**AIM**
Convert everything below, from the item containing "Objective: one point per instance of the dark suv" down to the last item, into a two-column CSV with the header item_text,answer. Give one row per item, with its text and its answer each in a single quoted field and any line breaks replaced by spaces.

**EXCERPTED DATA**
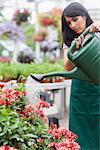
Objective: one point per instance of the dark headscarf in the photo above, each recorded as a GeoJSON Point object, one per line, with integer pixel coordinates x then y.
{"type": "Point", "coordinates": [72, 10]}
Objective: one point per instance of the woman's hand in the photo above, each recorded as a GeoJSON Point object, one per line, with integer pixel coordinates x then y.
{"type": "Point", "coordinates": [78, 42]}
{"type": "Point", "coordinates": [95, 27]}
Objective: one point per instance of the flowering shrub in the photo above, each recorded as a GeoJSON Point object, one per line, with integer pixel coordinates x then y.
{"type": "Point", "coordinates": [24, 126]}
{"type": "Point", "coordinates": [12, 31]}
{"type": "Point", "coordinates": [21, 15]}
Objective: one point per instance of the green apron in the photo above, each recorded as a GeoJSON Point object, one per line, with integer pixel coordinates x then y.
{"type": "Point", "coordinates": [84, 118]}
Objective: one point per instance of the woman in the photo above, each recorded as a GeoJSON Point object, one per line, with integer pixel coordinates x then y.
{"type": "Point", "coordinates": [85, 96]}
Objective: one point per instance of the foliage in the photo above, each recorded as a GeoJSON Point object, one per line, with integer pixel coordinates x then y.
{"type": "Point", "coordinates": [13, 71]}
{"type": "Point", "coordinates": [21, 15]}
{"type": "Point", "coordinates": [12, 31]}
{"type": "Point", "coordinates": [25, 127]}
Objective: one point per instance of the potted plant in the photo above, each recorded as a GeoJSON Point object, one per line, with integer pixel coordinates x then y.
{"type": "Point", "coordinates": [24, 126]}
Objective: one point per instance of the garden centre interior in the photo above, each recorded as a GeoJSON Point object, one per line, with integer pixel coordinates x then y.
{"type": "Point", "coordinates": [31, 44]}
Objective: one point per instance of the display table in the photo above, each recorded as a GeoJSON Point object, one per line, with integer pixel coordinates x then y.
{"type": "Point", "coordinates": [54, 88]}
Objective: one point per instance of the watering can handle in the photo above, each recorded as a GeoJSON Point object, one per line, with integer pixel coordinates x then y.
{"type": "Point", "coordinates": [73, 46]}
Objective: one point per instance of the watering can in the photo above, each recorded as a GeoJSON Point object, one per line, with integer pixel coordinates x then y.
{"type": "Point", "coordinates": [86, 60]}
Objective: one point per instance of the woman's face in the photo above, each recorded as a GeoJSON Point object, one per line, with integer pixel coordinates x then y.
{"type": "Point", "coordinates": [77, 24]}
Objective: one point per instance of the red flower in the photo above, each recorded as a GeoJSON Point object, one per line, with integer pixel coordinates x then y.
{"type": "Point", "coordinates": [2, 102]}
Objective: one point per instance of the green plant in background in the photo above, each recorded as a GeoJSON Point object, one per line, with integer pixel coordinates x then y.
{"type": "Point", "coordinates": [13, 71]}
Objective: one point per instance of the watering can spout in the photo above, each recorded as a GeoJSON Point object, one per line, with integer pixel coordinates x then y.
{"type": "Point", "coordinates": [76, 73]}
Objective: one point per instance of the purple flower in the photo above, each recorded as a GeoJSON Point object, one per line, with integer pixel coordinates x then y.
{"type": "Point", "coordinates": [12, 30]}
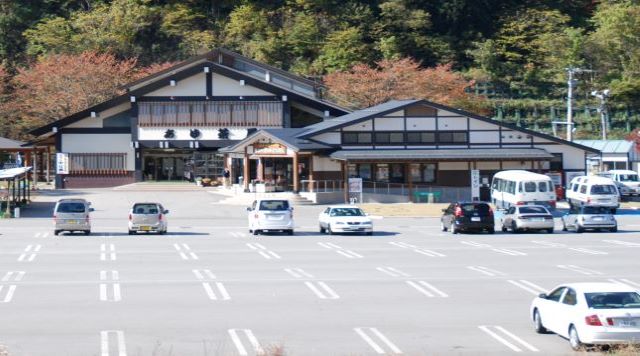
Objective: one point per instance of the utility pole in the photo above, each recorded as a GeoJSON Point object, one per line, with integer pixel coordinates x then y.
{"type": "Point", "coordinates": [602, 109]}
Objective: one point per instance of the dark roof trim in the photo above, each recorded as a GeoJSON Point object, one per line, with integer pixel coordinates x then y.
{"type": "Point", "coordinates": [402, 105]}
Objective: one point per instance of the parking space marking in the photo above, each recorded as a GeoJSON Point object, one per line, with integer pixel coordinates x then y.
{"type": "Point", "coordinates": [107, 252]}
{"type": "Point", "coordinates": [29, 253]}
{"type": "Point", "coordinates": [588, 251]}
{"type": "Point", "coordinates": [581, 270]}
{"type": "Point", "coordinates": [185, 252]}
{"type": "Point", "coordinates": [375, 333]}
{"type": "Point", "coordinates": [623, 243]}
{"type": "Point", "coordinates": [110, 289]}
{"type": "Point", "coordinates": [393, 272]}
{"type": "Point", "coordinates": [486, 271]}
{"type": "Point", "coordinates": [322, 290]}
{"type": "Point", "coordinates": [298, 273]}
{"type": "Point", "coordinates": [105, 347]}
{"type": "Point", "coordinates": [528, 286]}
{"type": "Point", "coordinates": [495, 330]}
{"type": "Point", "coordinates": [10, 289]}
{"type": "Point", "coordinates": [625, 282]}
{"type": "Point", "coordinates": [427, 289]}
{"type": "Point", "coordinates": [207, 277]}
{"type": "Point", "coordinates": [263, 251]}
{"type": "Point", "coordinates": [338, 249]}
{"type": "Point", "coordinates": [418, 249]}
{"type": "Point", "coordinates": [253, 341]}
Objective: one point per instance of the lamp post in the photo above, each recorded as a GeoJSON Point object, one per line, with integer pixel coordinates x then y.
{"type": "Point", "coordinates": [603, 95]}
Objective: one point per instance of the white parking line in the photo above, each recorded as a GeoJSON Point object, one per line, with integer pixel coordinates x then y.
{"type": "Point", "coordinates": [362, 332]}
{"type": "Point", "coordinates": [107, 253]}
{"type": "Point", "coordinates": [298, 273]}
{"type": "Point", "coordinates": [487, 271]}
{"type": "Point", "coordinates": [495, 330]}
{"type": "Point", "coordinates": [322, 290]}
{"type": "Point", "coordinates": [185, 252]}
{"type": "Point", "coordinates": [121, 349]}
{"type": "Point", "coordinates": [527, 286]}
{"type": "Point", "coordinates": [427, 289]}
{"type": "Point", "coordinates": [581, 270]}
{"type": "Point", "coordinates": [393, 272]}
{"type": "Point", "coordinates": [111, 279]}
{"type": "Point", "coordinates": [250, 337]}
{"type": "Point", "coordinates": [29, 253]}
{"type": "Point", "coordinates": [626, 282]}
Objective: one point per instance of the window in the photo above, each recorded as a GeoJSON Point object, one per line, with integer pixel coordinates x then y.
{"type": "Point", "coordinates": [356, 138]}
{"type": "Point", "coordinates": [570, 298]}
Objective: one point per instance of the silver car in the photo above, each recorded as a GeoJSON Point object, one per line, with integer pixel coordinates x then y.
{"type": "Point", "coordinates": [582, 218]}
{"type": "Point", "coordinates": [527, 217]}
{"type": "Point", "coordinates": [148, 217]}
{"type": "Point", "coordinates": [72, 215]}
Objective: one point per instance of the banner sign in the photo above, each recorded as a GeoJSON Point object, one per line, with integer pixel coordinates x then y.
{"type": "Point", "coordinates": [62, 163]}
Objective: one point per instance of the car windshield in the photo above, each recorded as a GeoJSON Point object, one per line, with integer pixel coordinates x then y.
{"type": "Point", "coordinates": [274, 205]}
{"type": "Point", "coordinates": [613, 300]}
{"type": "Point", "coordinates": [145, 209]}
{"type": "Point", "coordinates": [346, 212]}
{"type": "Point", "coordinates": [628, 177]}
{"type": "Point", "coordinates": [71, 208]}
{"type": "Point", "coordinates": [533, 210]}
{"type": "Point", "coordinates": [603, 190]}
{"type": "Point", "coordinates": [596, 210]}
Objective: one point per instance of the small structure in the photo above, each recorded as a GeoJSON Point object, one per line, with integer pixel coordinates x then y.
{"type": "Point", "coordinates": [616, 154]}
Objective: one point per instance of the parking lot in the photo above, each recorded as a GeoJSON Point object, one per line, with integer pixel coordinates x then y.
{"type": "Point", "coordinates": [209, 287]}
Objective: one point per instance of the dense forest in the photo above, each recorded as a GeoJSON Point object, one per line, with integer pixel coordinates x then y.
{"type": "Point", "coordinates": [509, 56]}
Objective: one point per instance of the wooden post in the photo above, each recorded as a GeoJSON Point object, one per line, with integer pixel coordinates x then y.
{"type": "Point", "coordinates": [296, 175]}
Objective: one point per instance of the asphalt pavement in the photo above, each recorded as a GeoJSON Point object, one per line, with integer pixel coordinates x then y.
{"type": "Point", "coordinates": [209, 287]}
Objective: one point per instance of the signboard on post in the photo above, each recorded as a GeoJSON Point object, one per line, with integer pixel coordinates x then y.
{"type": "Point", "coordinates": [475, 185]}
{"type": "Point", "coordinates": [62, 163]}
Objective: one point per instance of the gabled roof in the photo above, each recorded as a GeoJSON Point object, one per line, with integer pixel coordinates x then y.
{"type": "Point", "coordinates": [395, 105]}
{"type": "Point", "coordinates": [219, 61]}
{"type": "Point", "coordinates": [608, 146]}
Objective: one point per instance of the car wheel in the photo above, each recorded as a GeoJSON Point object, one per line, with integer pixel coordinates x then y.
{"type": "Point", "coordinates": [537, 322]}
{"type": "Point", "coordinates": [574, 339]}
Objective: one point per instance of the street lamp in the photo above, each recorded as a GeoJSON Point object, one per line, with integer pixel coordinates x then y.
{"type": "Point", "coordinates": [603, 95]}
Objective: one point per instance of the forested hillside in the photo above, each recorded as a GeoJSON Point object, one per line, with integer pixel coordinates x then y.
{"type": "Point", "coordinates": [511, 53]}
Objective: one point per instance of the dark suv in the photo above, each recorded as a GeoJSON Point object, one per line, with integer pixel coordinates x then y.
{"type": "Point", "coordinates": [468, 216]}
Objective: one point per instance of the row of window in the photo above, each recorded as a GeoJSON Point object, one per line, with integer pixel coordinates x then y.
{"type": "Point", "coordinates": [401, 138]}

**TASK SOLUTION**
item_text,answer
"Objective: one point per instance of the dark suv in the photo above, each recorded as a GeoJSON Point object, one per line, with integer pixel coordinates x then y.","{""type"": ""Point"", ""coordinates"": [468, 216]}"
"Objective: one point per instance of the row of window in the photo above, each recorded as a GeoJSON Point object, one per line, with integer pixel coordinates x then y.","{""type"": ""Point"", ""coordinates"": [401, 138]}"